■ **EXERCISE**:
Set the listing down unchanged, minus every embedded image.

Named object pointing entries:
━━━━━━━━━━━━━━━━
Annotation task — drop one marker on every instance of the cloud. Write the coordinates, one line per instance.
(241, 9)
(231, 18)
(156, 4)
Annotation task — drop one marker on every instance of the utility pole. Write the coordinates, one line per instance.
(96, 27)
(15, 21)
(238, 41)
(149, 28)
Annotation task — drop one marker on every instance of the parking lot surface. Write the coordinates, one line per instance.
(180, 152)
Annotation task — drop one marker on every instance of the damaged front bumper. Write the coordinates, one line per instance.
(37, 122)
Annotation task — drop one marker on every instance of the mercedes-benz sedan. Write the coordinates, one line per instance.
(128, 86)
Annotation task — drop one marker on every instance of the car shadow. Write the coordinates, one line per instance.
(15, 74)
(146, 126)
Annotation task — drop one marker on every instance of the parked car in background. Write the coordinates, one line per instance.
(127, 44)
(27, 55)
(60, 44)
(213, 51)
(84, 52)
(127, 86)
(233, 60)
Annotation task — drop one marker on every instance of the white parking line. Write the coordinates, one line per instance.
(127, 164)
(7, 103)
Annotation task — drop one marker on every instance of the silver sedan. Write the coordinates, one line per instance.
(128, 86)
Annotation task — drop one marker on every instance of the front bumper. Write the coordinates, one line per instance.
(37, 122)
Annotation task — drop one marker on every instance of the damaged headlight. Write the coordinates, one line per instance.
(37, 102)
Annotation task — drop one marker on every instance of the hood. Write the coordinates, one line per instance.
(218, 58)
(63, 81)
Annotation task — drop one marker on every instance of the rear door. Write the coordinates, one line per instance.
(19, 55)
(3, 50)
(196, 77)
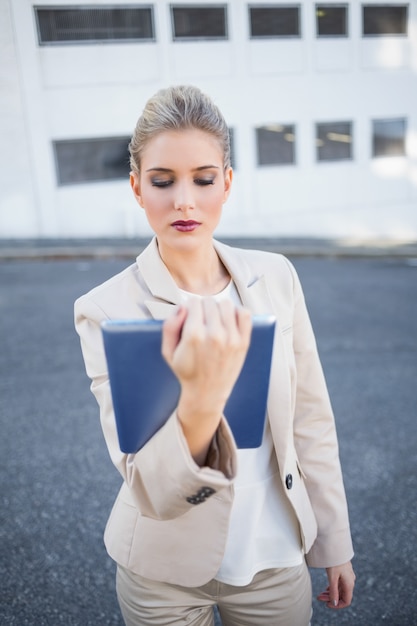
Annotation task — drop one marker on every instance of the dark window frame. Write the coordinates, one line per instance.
(267, 132)
(323, 153)
(324, 5)
(74, 168)
(199, 7)
(401, 141)
(93, 40)
(373, 7)
(274, 7)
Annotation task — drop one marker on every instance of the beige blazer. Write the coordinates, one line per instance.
(170, 519)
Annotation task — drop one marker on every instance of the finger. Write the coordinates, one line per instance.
(334, 592)
(194, 323)
(171, 332)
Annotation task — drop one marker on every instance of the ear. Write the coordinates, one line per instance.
(135, 184)
(228, 177)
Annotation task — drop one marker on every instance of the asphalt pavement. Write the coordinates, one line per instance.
(58, 484)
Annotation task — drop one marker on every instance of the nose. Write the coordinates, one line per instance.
(184, 199)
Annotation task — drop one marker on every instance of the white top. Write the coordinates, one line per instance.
(263, 528)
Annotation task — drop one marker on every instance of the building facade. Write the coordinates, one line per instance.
(320, 98)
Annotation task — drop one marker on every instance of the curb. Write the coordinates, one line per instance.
(110, 249)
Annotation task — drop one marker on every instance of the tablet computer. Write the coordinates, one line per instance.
(145, 391)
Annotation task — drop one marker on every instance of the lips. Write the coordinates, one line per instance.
(185, 225)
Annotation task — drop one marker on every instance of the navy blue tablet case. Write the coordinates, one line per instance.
(145, 391)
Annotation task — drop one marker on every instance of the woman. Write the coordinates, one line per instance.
(198, 523)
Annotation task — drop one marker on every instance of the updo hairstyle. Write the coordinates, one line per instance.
(177, 108)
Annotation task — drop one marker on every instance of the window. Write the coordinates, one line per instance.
(232, 147)
(198, 22)
(384, 19)
(388, 137)
(276, 144)
(331, 20)
(274, 21)
(69, 24)
(334, 141)
(86, 160)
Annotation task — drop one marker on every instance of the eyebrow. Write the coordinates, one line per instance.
(196, 169)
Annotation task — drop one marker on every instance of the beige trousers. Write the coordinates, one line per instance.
(275, 597)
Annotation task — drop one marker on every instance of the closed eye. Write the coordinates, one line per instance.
(204, 181)
(161, 183)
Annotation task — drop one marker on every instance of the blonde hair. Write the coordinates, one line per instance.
(177, 108)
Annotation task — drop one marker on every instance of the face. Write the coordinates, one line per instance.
(182, 187)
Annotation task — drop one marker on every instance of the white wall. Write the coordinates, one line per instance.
(59, 92)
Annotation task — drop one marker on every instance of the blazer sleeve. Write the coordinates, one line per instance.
(316, 444)
(163, 479)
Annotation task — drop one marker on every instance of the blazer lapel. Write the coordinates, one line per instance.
(159, 282)
(254, 294)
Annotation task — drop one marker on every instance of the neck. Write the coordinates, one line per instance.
(198, 271)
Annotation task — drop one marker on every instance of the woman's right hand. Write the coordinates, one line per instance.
(205, 344)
━━━━━━━━━━━━━━━━
■ **THE SOLUTION**:
Annotation task — drop one marker on every instance of the cloud. Write the coordinates, one line per instance.
(241, 9)
(231, 18)
(156, 4)
Annotation task — drop one marker on every instance of the utility pole. Write the coordinates, one line per instance.
(96, 27)
(15, 21)
(238, 41)
(149, 28)
Annotation task — drop one marker on every instance of the parking lot surface. Write the coordinates, one line per instance.
(180, 152)
Annotation task — drop one marker on every instance of the damaged front bumper. Write the coordinates, one line per instance.
(37, 122)
Annotation task — drop one marker on every instance of the mercedes-benz sedan. Write the coordinates, one line per instance.
(128, 86)
Annotation task — drop one marker on every instance of the car shadow. Write the coordinates, one line per instance.
(15, 74)
(146, 126)
Annotation task — drop one marker on every instance of the parked car in background. Write the coordinates, one line per instance.
(127, 44)
(27, 55)
(60, 44)
(213, 51)
(84, 52)
(127, 86)
(233, 60)
Annotation task — drop one marker on every instance of the white parking line. Write the coordinates, one line per instance.
(127, 164)
(7, 103)
Annotation task — drop one marker on every instance of the silver sedan. Write the coordinates, one line per instance.
(128, 86)
Annotation task — drop one marker on every instance of the front bumper. Write the coordinates, one line per instance.
(37, 122)
Annotation task — drop one marker on every instance of the damaged headlight. Write the coordinates, one line per instance.
(37, 102)
Annotation task — drop one marker on every instance of the hood. Write the coordinates, one line per instance.
(218, 58)
(63, 81)
Annotation task — drop one marker on every instance of the rear door. Write the coordinates, one line per instance.
(19, 55)
(3, 50)
(196, 77)
Annotation task — drop one marker on every instance of the dark window frame. Write the coordinates, one line per instance.
(267, 132)
(323, 153)
(324, 5)
(74, 168)
(199, 7)
(401, 141)
(93, 40)
(373, 7)
(274, 7)
Annotation task — drop one marker on every instance of the beige blazer. Write the coordinates, one line per instance.
(170, 519)
Annotation task — drop one marker on every instance of the finger. Write the coordinates, one line per instance.
(334, 592)
(194, 323)
(171, 332)
Annotation task — drop one marker on every instance of the ear. Write the coordinates, one line per instance.
(135, 184)
(228, 177)
Annotation task — drop one marker on every instance of the asphalt pavement. Write the coordinates, one line per instance.
(58, 484)
Annotation task — drop one marker on every instance of the nose. Write the coordinates, one line per instance.
(184, 199)
Annotation task — drop one marker on every instance of the white top. Write the coordinates, one line per instance.
(263, 528)
Annotation task — drop one marker on every instance of the building facade. Write the coordinates, one line per instance.
(320, 98)
Annotation task — drop one marker on every instance of the curb. Write the coordinates, one line per instance.
(110, 249)
Annotation task — drop one marker on every instance of the tablet computer. Write the coordinates, one line per instance.
(145, 391)
Annotation task — drop one marker on every instance of the lips. Write the coordinates, one line per instance.
(185, 225)
Annotation task — drop one marker on every instance of the navy blue tablet case. Write the coordinates, one line per instance.
(145, 391)
Annotation task — drop one marker on every instance of the woman. Write the coordinates, one line per instance.
(198, 523)
Annotation task — drop one marker on every instance of the updo hairstyle. Write the coordinates, one line per instance.
(177, 108)
Annotation task — drop one marker on every instance of the window. Write the coordinates, one line per instance.
(232, 147)
(198, 22)
(384, 19)
(388, 137)
(276, 144)
(331, 20)
(274, 21)
(69, 24)
(334, 141)
(86, 160)
Annotation task — drop one marker on every instance of the eyebrow. Write the coordinates, one line per instance.
(196, 169)
Annotation task — drop one marker on every instance of the beige trousers. Write the coordinates, one line per instance.
(275, 597)
Annotation task — drop one marker on every instance of the closed eye. Write the coordinates, one line per instance.
(204, 181)
(161, 183)
Annotation task — drop one marker on every instance of the blonde hair. Write the coordinates, one line per instance.
(177, 108)
Annotation task — drop one marker on every instance of the face. Write the coordinates, one line per instance.
(182, 187)
Annotation task — drop one marker on every instance of the white wall. Write the coordinates, one line per instance.
(59, 92)
Annotation task — drop one marker on every instance of the blazer sleeve. Write the coordinates, one line per instance.
(316, 444)
(163, 479)
Annotation task — drop one marker on every instance of the blazer lapel. Write the coordinates, one line per instance.
(159, 282)
(254, 294)
Annotation task — drop one marker on every instance of the neck. Write the coordinates, one line per instance.
(198, 271)
Annotation task — drop one marker on every instance of the woman's right hand. Write the coordinates, one line per instance.
(205, 344)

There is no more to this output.